Aim of the exercise
Begin at the line that contains "like x=242, y=502." and stop after the end of the records. Write out those lines again with "exercise" in place of each "lesson", and leave everything else unchanged.

[BEGIN Data shown]

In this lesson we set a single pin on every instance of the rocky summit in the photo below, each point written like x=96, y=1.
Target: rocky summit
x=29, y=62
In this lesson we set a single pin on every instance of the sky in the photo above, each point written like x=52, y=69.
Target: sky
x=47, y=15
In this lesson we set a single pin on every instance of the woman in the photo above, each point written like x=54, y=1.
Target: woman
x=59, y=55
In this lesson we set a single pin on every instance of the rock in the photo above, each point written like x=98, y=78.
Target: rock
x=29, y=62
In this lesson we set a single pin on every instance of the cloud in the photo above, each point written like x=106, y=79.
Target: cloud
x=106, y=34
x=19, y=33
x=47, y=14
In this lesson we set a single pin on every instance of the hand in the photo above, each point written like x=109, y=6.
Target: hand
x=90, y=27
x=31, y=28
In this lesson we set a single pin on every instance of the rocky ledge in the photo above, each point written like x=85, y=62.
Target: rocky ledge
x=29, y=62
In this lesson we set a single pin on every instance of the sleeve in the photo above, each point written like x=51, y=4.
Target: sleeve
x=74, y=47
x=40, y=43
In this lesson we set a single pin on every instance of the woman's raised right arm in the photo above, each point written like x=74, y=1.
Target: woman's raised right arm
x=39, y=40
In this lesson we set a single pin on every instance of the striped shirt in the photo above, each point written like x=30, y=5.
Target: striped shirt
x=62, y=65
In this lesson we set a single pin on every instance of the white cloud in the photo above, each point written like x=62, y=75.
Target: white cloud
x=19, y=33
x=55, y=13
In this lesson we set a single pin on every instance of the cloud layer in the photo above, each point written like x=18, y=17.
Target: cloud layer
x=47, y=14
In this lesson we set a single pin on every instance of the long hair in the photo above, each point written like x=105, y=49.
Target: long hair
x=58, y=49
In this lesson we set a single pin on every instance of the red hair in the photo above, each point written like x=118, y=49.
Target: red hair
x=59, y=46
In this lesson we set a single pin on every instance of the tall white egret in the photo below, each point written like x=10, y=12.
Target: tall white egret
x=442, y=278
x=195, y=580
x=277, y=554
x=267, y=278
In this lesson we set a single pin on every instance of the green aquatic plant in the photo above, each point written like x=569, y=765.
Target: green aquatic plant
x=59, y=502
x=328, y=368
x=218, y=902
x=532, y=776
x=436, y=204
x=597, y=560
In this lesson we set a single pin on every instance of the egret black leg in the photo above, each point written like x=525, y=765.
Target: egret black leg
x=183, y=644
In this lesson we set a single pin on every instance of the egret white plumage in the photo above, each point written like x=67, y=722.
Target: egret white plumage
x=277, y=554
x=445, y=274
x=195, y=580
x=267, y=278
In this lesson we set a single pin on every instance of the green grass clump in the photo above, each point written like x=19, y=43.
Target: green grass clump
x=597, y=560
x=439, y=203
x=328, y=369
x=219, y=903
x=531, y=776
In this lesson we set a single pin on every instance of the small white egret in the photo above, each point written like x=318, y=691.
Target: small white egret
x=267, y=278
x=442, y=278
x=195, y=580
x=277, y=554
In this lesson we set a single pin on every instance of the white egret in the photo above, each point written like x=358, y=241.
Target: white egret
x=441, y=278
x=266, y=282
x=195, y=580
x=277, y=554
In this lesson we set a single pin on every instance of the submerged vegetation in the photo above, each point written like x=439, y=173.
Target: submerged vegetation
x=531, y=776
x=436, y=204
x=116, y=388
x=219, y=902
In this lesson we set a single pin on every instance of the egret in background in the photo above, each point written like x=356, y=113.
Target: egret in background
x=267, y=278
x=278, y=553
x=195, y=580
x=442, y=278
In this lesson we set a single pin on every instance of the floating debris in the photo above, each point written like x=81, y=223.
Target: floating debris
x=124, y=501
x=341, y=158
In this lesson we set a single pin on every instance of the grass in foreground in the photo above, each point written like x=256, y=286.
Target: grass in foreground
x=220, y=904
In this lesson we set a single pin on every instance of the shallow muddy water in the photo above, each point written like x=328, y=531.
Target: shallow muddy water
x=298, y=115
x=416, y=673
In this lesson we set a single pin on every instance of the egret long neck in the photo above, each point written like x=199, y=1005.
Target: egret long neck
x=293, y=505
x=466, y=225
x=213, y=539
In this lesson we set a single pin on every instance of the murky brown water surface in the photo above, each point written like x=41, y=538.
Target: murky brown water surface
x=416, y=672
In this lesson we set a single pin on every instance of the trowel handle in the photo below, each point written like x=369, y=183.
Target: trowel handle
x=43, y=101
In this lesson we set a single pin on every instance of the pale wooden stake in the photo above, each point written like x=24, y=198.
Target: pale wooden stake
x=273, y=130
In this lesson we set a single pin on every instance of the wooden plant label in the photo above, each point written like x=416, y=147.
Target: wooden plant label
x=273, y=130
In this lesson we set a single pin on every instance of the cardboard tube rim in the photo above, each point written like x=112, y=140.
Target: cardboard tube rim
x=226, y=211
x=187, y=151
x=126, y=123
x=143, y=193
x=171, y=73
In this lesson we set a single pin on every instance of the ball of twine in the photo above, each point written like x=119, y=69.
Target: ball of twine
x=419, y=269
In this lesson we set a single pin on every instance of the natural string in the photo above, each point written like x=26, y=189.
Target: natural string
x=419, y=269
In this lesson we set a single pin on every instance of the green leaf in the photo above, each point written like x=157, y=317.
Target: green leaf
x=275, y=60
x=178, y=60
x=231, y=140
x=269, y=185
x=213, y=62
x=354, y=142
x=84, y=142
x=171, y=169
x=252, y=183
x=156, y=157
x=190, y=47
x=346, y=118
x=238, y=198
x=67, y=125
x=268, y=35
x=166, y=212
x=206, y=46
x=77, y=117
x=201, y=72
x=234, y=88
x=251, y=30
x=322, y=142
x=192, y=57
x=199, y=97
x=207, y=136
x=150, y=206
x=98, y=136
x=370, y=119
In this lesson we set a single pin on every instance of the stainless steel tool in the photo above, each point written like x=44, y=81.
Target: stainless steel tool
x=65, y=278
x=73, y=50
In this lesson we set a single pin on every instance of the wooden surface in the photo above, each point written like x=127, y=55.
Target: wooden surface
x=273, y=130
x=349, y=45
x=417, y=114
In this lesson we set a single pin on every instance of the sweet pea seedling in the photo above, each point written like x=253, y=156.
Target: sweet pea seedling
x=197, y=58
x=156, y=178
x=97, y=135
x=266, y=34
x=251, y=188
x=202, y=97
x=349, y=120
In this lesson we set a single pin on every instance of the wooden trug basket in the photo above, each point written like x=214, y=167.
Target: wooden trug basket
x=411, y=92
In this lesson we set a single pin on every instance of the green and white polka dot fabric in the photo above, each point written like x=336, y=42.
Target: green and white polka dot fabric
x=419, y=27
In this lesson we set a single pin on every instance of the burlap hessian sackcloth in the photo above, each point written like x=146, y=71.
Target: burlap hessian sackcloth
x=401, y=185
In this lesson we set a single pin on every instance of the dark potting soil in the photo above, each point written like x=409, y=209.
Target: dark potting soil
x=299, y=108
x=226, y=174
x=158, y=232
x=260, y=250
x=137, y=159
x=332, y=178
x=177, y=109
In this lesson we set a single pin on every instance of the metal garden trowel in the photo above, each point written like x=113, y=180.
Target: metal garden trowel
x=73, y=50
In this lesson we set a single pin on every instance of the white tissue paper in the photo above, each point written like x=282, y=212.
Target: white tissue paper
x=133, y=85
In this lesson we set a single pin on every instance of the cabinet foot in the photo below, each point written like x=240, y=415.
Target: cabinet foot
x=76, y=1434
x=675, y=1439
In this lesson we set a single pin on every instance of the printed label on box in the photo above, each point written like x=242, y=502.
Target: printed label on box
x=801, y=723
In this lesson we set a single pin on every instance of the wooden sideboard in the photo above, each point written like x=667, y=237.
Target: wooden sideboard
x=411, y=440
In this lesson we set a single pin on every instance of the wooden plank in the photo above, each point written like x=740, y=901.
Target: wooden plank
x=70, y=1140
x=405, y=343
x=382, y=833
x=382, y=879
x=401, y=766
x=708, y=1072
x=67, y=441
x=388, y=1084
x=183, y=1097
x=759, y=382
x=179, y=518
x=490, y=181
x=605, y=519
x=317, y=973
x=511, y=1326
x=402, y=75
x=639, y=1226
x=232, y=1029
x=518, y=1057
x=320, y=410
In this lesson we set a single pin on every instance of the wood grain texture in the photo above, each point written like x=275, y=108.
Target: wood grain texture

[END Data shown]

Exercise answer
In this exercise we set a single pin on every instance of the printed label on box in the photo above, each point written like x=242, y=502.
Target: printed label on box
x=801, y=723
In this exercise we set a single pin on every instance of the wooden sideboard in the photo above, each point written like x=667, y=237.
Target: wooden sideboard
x=411, y=440
In this exercise we set a single pin on every instance of the wooden plank in the photo above, each point written like x=740, y=901.
Target: wooden plank
x=70, y=1140
x=405, y=343
x=382, y=833
x=382, y=879
x=401, y=766
x=708, y=1072
x=67, y=441
x=388, y=1084
x=183, y=1097
x=759, y=382
x=179, y=518
x=490, y=181
x=605, y=519
x=317, y=973
x=511, y=1326
x=402, y=75
x=639, y=1226
x=232, y=1029
x=518, y=1057
x=320, y=410
In this exercise we set a single pin on every instance of the wood grain texture in the photo above, each point written like x=275, y=108.
Target: wood grain texture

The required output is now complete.